Rows from a dataset:
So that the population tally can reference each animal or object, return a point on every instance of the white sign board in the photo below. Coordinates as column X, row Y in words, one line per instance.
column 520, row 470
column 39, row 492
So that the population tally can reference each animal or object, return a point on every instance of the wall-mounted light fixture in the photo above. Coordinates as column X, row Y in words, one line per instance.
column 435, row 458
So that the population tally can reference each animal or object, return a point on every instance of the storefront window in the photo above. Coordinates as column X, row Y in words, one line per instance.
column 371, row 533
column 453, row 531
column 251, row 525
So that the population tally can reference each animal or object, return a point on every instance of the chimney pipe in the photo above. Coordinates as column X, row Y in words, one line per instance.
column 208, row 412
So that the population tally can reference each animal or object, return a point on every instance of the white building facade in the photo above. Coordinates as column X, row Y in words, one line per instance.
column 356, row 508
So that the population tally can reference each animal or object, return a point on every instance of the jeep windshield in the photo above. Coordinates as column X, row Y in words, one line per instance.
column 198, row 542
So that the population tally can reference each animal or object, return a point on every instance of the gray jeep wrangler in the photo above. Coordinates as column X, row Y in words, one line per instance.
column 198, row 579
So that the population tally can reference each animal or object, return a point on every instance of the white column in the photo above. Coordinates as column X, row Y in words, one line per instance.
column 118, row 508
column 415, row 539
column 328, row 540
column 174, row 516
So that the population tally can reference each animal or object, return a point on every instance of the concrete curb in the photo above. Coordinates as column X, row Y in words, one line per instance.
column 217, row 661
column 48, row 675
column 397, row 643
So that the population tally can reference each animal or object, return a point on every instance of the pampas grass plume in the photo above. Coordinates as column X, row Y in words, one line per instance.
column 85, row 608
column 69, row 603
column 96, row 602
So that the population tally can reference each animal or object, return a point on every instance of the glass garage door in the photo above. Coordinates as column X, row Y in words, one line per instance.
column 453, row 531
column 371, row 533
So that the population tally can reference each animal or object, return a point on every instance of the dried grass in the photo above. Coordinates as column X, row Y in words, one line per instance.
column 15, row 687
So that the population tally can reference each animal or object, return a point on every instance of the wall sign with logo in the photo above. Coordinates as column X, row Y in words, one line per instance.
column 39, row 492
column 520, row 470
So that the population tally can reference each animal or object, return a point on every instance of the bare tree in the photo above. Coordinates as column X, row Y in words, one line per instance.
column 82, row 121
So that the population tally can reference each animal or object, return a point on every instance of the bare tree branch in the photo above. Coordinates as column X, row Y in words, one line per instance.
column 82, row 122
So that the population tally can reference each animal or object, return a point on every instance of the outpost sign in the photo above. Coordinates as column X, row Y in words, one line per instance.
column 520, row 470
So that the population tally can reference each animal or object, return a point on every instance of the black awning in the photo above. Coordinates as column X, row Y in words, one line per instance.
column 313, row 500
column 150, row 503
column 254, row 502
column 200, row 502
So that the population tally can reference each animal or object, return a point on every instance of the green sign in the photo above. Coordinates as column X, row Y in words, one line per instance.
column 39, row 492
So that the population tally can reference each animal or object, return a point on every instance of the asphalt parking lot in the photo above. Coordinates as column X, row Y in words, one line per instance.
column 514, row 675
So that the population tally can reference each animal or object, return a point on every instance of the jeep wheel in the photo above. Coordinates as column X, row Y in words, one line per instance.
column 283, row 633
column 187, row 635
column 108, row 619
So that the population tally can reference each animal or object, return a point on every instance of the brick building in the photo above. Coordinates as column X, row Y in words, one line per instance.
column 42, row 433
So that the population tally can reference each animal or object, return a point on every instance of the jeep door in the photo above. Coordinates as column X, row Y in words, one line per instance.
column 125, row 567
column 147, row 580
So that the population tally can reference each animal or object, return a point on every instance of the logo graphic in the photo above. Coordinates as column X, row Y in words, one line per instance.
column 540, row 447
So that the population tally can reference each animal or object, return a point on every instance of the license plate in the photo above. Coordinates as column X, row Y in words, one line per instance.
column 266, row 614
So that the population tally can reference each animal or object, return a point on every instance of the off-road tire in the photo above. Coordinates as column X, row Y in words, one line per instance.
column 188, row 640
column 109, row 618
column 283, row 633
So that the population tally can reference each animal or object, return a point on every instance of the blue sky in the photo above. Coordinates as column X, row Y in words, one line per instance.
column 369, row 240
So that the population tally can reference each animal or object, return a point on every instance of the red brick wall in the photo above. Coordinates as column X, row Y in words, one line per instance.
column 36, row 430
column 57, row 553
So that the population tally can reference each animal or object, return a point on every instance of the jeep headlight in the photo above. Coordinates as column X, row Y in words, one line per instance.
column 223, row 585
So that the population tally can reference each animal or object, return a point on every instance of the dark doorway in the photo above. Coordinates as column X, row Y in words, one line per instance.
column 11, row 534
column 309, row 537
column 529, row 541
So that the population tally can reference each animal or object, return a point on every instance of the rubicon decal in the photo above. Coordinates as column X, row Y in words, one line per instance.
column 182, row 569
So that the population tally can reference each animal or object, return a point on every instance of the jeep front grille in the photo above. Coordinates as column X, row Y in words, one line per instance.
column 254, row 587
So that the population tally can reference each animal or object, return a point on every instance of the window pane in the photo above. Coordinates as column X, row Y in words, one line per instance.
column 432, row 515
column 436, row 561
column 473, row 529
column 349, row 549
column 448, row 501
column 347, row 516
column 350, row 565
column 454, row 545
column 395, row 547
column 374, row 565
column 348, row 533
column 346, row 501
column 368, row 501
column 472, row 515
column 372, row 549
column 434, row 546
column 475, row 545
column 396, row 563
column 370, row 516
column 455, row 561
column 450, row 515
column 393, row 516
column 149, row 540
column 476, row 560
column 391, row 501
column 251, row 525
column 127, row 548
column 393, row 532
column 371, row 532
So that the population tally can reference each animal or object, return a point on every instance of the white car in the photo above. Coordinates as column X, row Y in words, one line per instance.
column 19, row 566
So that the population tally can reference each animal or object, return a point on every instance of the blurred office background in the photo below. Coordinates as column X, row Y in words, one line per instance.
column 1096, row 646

--

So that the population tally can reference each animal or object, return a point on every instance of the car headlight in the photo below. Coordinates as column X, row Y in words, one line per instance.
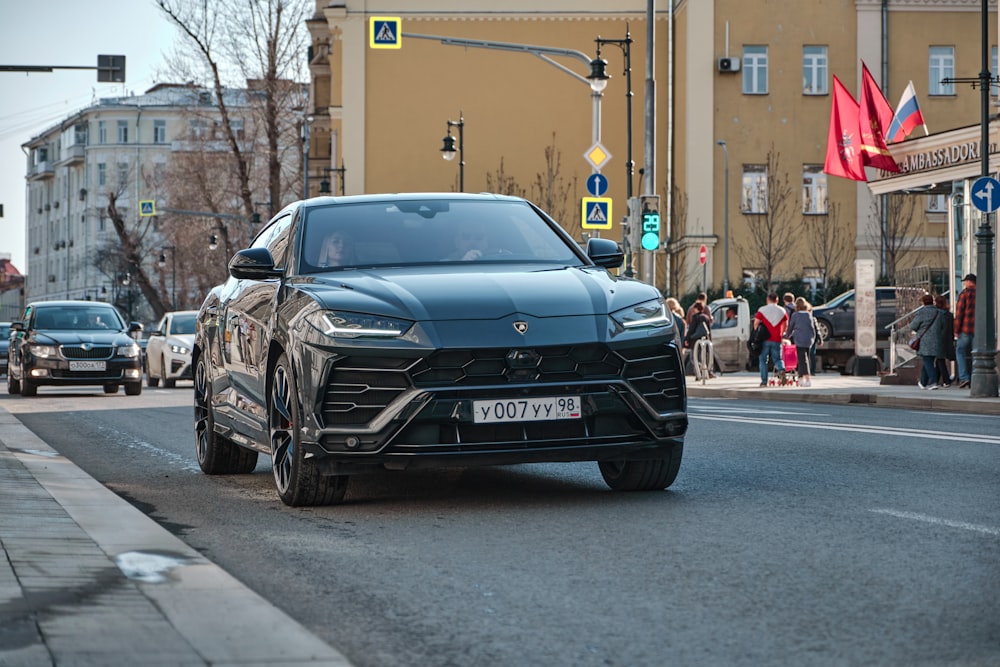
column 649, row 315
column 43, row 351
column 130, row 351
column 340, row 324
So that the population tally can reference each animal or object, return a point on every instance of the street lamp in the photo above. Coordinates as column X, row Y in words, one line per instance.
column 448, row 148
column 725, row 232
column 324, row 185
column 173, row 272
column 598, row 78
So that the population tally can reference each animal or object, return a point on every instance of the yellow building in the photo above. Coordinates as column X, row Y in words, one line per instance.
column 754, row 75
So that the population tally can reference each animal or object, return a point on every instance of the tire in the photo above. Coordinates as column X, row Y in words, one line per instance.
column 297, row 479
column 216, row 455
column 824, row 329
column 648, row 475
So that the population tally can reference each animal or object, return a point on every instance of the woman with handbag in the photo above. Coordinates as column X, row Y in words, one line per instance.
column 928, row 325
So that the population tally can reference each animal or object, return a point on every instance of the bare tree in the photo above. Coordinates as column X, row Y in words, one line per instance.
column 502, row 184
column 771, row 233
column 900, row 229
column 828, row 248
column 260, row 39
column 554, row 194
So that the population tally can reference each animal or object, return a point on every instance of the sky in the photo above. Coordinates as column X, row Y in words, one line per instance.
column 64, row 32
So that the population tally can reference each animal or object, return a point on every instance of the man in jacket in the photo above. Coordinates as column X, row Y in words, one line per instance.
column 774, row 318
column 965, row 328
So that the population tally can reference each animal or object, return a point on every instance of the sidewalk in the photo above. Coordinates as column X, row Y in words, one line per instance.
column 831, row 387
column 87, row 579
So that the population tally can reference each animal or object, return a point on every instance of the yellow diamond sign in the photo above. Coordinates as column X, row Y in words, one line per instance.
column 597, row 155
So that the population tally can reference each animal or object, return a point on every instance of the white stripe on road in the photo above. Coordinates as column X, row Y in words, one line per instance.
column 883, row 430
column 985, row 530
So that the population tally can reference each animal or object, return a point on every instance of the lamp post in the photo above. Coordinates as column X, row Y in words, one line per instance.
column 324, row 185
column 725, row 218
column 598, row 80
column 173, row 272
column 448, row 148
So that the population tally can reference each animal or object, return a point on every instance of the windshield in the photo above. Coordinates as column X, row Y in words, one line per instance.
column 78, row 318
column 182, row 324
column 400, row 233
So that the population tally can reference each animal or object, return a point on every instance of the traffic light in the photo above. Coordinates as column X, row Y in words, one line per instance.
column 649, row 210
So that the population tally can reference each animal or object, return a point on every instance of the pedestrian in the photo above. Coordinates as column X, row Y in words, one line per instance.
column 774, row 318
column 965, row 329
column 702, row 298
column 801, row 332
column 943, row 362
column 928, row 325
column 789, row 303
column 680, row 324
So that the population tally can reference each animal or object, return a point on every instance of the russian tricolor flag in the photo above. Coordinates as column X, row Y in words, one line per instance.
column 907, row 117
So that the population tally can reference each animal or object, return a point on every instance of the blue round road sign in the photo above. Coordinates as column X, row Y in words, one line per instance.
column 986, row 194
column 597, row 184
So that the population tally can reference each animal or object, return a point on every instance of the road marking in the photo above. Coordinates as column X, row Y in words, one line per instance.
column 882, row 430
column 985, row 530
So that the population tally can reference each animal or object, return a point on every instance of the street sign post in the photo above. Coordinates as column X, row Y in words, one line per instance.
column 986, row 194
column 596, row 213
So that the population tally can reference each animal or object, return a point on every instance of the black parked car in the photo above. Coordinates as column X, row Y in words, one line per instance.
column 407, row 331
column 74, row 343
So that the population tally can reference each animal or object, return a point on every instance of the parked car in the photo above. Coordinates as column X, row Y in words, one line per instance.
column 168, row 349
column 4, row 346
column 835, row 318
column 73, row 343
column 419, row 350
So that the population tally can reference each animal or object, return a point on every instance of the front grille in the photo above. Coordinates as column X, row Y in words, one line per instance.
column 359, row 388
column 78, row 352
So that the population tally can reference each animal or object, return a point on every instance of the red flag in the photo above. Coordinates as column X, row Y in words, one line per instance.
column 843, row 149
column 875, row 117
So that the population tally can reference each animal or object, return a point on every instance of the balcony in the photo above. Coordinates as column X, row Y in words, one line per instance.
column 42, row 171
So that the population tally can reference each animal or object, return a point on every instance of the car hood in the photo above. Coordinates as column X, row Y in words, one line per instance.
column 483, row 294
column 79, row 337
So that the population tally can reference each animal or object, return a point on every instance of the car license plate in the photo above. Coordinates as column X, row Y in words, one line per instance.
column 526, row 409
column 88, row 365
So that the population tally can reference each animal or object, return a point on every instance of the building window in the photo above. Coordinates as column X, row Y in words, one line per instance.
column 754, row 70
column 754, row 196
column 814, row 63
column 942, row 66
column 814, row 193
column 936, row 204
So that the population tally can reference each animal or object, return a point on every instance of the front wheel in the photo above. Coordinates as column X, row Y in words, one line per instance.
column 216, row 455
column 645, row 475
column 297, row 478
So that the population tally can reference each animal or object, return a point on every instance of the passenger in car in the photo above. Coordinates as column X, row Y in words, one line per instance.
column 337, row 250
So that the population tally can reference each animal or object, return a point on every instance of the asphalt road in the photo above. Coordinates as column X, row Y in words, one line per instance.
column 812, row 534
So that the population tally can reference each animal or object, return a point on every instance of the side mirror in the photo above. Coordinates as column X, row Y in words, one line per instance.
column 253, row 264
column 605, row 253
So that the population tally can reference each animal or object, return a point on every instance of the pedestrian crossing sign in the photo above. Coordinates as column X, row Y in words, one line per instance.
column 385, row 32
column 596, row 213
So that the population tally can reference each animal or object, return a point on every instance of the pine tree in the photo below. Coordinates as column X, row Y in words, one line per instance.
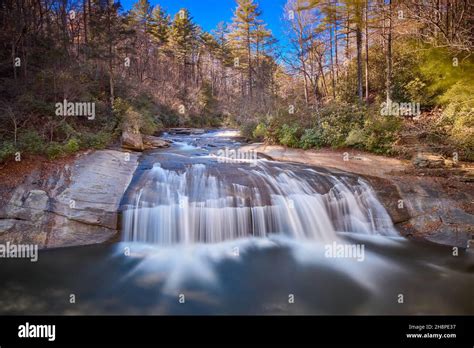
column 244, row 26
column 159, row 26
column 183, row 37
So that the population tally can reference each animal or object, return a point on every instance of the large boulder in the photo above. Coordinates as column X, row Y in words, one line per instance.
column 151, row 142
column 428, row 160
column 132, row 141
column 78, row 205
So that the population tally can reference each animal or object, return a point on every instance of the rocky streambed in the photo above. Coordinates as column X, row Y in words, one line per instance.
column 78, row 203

What to do | Rewrite everything from the line containing "of the logo" down to the line containing "column 369, row 240", putting "registration plate" wherever "license plate" appears and leaving all else as it is.

Output |
So that the population tally can reference each animal or object, return a point on every instance of the logo graphic in the photo above. Coordinates as column X, row Y in words, one line per instance.
column 540, row 447
So that the population tally can reference each animal or object, return a point on every instance of the registration plate in the photo above. Coordinates as column X, row Y in words, one line per instance.
column 266, row 614
So that the population tally can reference each animal or object, return a point on every instance of the off-road tire in the photo above. Coordinates as column X, row Y in words, one line per instance.
column 188, row 640
column 109, row 618
column 283, row 633
So that the population tally can reference each animal or object, return a point on every instance of the blue sky in the photo above. Coordinates as column X, row Y in words, one line per instance.
column 369, row 240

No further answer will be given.